▶ [Material supplied]:
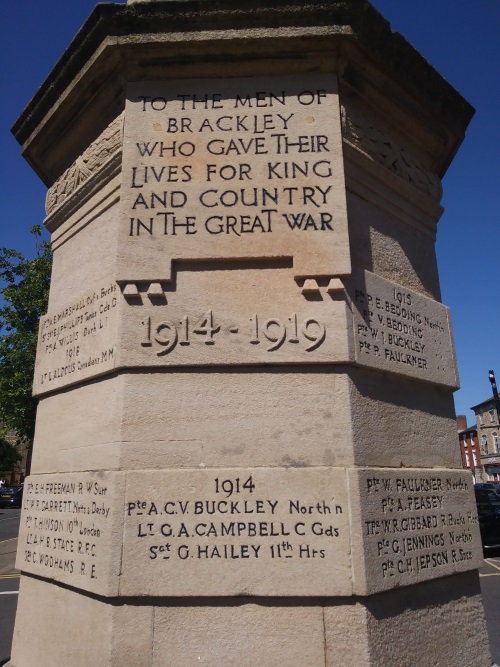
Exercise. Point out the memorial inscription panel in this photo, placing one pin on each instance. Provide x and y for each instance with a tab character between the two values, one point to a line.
231	169
237	532
401	331
77	341
70	529
415	525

▶ [Assignment]: Word for word, give the data above again, without any images.

▶ [Task output]:
Exercise. Point out the memorial inscription panel in this photo, placing one pin on each instance. Provide x and y for each instance with a tab character between the two values, one point to a line.
231	169
237	532
401	331
77	341
70	529
415	525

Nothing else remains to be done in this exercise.